_Document section_:

Can't See The Forest From The Trees

Here are two methods to solve this.

Method 1

Let's call the radius of the trees $r$ . Through the center $O$ draw any line which intersects the boundary of the orchard in points $M$ and $N$ . Then draw the tangents to the circle in these two points. Now construct two lines $AD$ and $BC$ parallel to $MN$ at a distance $r$ . The rectangle $ABCD$ has the area $A=2r2R=4rR$ . By Minkowski's theorem if $A>4d(L)$ then the area $A$ contains at least two lattice points $P$ and $Q$ which are symmetric about $O$ , therefore the line $MN$ intersects these trees. The determinant of the lattice $d(L)$ is the n-dimensional volume of the fundamental parallelepiped, which in our case is $d(L)=d^2=25m^2$ . So $4r25m>4\cdot25m^2$ which gives $r>1m$ .

_Data provided_:

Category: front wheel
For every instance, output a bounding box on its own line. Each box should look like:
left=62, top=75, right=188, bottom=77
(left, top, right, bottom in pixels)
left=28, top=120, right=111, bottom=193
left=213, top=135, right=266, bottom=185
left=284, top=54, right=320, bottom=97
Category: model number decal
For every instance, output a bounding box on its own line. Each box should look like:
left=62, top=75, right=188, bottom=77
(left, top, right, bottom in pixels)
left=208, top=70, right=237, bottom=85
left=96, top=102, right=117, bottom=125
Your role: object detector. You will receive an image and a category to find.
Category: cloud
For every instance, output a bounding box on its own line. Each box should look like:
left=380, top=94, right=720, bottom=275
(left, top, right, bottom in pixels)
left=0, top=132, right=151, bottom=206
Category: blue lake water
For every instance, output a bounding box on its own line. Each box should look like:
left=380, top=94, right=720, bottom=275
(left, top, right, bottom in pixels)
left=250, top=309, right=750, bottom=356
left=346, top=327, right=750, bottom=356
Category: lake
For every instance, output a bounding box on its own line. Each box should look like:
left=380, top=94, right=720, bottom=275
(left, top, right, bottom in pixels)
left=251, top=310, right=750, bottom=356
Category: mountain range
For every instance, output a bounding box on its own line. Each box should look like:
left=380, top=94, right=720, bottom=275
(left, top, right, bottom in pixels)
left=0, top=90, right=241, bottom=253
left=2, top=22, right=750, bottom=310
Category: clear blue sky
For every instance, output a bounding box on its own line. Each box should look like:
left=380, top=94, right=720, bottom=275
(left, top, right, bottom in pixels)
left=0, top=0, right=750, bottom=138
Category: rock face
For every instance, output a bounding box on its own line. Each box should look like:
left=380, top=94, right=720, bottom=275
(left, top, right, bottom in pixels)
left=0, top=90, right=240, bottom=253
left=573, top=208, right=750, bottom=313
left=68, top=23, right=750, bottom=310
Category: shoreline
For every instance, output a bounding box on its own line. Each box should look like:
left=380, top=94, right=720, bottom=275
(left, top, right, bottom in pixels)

_To-do list_:
[1] Answer these questions about the orchard problem text.
(a) How many methods does it announce for solving the problem?
(b) At what distance from $MN$ are the lines $AD$ and $BC$ drawn?
(c) What value does it give for the determinant of the lattice $d(L)$?
[2] Rewrite the records starting with the line that contains "Category: rock face" and going on through the last line of the records, both included and requests kept, offsetting every bounding-box coordinate in the answers by 38. Output only those lines.
The text and the records have nothing to do with each other.

_Results in order_:
[1]
(a) Two.
(b) At a distance $r$.
(c) $d(L)=d^2=25m^2$.

[2]
Category: rock face
For every instance, output a bounding box on its own line. Each box should look like:
left=380, top=94, right=720, bottom=275
(left, top, right, bottom in pixels)
left=38, top=128, right=278, bottom=291
left=611, top=246, right=788, bottom=351
left=106, top=61, right=788, bottom=348
Category: shoreline
For every instance, output a bounding box on its own line. Each box should look like:
left=380, top=94, right=720, bottom=275
(left, top, right, bottom in pixels)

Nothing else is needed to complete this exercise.